Recast every line of the entries below as a JSON array of strings, one string per line, leaving out any blank lines.

**Dataset extract**:

-- -- --

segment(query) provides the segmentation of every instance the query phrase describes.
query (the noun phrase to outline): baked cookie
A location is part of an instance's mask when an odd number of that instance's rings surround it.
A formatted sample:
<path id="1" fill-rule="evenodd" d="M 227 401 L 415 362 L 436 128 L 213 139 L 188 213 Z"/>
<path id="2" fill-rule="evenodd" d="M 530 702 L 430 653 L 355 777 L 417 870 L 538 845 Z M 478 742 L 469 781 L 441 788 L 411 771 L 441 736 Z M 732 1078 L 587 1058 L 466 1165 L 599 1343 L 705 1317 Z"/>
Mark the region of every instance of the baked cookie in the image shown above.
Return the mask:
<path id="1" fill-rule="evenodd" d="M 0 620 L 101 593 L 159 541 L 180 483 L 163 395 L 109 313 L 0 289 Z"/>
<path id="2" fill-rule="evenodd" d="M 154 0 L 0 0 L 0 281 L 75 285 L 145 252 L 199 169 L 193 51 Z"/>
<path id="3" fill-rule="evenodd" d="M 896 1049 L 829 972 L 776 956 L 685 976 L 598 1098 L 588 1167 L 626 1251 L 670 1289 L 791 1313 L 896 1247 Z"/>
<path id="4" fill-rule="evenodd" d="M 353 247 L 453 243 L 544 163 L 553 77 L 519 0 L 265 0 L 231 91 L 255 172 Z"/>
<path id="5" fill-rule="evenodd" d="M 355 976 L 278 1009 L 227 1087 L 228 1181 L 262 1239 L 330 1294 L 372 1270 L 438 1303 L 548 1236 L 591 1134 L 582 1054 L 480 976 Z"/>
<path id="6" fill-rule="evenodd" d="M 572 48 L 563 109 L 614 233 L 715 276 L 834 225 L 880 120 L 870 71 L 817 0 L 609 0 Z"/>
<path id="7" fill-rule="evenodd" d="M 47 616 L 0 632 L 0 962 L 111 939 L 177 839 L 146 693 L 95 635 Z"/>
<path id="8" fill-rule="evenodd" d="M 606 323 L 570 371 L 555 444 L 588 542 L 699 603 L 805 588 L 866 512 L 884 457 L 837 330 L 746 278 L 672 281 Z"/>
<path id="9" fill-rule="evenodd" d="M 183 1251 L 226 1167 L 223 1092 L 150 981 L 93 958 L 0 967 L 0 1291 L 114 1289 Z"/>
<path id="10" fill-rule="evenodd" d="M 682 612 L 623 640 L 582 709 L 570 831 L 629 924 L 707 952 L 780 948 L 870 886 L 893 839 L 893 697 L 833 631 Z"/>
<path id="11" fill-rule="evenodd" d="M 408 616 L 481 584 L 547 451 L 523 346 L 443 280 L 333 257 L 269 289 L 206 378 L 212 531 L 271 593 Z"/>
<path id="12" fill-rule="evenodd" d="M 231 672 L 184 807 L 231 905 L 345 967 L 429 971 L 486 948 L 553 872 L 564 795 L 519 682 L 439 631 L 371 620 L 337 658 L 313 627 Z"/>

-- -- --

**Task answer**:
[
  "segment(query) provides the segmentation of every instance the query phrase describes.",
  "query (the noun phrase to outline): baked cookie",
  "A location is part of an instance's mask when an odd number of that instance's rings surround it.",
  "A formatted sample:",
  "<path id=\"1\" fill-rule=\"evenodd\" d=\"M 227 401 L 415 362 L 436 128 L 213 139 L 188 213 Z\"/>",
  "<path id=\"2\" fill-rule=\"evenodd\" d=\"M 530 702 L 430 653 L 355 777 L 417 870 L 538 845 Z M 478 742 L 469 781 L 441 788 L 411 771 L 441 736 Z M 732 1078 L 587 1058 L 466 1165 L 599 1343 L 705 1317 Z\"/>",
  "Mark the region of every instance of the baked cookie in the image shown above.",
  "Return the mask:",
  "<path id=\"1\" fill-rule=\"evenodd\" d=\"M 0 620 L 101 593 L 159 541 L 180 483 L 163 395 L 109 313 L 0 289 Z\"/>",
  "<path id=\"2\" fill-rule=\"evenodd\" d=\"M 154 0 L 0 0 L 0 281 L 75 285 L 145 252 L 199 169 L 193 51 Z\"/>",
  "<path id=\"3\" fill-rule=\"evenodd\" d=\"M 896 1049 L 829 972 L 776 956 L 685 976 L 598 1098 L 588 1167 L 626 1251 L 670 1289 L 791 1313 L 896 1247 Z\"/>",
  "<path id=\"4\" fill-rule=\"evenodd\" d=\"M 353 247 L 453 243 L 544 163 L 553 77 L 519 0 L 265 0 L 231 91 L 255 172 Z\"/>",
  "<path id=\"5\" fill-rule=\"evenodd\" d=\"M 355 976 L 278 1009 L 227 1087 L 228 1181 L 262 1239 L 330 1294 L 372 1270 L 438 1303 L 548 1236 L 591 1134 L 582 1054 L 480 976 Z\"/>",
  "<path id=\"6\" fill-rule=\"evenodd\" d=\"M 572 48 L 563 109 L 614 233 L 715 276 L 834 225 L 880 120 L 870 71 L 817 0 L 609 0 Z\"/>",
  "<path id=\"7\" fill-rule=\"evenodd\" d=\"M 47 616 L 0 632 L 0 962 L 111 939 L 177 839 L 146 693 L 95 635 Z\"/>",
  "<path id=\"8\" fill-rule=\"evenodd\" d=\"M 606 323 L 570 371 L 555 444 L 588 542 L 699 603 L 805 588 L 866 512 L 884 457 L 837 330 L 746 278 L 672 281 Z\"/>",
  "<path id=\"9\" fill-rule=\"evenodd\" d=\"M 183 1251 L 226 1167 L 223 1092 L 150 981 L 93 958 L 0 967 L 0 1291 L 114 1289 Z\"/>",
  "<path id=\"10\" fill-rule=\"evenodd\" d=\"M 682 612 L 623 640 L 582 709 L 570 831 L 629 924 L 707 952 L 780 948 L 870 886 L 893 839 L 893 697 L 833 631 Z\"/>",
  "<path id=\"11\" fill-rule=\"evenodd\" d=\"M 408 616 L 481 584 L 547 451 L 523 346 L 443 280 L 333 257 L 269 289 L 206 378 L 212 531 L 271 593 Z\"/>",
  "<path id=\"12\" fill-rule=\"evenodd\" d=\"M 231 672 L 184 807 L 231 905 L 345 967 L 429 971 L 486 948 L 553 872 L 564 795 L 519 682 L 439 631 L 371 620 L 337 658 L 313 627 Z\"/>"
]